→ **DATASET RECORDS**
-------
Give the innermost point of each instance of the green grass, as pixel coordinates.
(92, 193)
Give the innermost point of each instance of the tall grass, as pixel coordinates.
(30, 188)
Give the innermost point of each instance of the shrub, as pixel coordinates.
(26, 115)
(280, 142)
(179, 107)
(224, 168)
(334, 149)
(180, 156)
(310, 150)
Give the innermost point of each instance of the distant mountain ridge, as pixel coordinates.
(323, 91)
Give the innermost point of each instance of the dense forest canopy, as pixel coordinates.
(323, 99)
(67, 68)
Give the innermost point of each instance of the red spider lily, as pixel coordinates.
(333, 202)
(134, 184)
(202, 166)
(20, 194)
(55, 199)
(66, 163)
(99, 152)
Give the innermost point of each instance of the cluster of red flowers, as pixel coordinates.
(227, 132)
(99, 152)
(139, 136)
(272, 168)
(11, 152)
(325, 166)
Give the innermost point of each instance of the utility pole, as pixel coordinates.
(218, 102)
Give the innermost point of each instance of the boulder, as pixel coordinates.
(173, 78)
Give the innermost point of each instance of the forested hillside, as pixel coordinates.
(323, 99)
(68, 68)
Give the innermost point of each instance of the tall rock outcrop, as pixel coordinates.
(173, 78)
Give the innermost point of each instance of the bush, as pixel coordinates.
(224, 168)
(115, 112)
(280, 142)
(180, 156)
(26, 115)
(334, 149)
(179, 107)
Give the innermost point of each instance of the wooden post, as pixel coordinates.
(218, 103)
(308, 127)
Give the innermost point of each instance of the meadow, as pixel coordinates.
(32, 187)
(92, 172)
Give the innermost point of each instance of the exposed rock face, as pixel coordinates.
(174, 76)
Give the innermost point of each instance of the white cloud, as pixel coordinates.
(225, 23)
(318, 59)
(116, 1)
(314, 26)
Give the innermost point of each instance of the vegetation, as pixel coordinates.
-------
→ **GIVEN TASK**
Rewrite the lines above, replacing each occurrence of "innermost point" with "central point" and leaving everything else unchanged.

→ **WRITTEN RESPONSE**
Give the central point of each instance of the green grass, as pixel coordinates.
(92, 193)
Give the central point of each instance of the tall grass, as pixel coordinates.
(30, 188)
Give the central point of each instance of the shrub, as pixel coordinates.
(26, 115)
(280, 142)
(179, 107)
(224, 168)
(334, 149)
(180, 156)
(310, 150)
Give the central point of each instance of the distant mountain ridge, as pixel coordinates.
(323, 91)
Give the central point of each instance of the dense forest canopy, as pixel coordinates.
(323, 99)
(67, 68)
Give the central point of each instance of the red spider lily, as pixel coordinates.
(333, 202)
(134, 184)
(202, 166)
(20, 194)
(55, 199)
(66, 163)
(99, 152)
Give the central point of each instance of the cluster of red flowers, as pixel coordinates.
(227, 132)
(99, 152)
(139, 136)
(272, 168)
(11, 152)
(325, 166)
Give the central point of each instance of the utility pole, as pixel coordinates.
(218, 102)
Give the central point of each instance of the boulder, as pixel coordinates.
(173, 78)
Give the central point of each instance of the forested hillside, as pixel coordinates.
(323, 99)
(68, 68)
Give the central point of each instance of the tall rock outcrop, as pixel coordinates.
(173, 78)
Give the central point of each instance of the bush, as pixel coordinates.
(224, 168)
(115, 112)
(280, 142)
(180, 156)
(26, 115)
(334, 149)
(179, 107)
Give the central point of each instance of the wooden post, as pixel coordinates.
(218, 103)
(308, 127)
Give the central point of each instance of the meadow, as pixel coordinates.
(32, 187)
(92, 172)
Give the central point of each instance of the exposed rock face, as pixel coordinates.
(174, 76)
Give the central point of each instance of the white cloud, as pixel coordinates.
(225, 23)
(318, 59)
(116, 1)
(314, 26)
Give the central point of each instance of the vegetation, as pixel coordinates.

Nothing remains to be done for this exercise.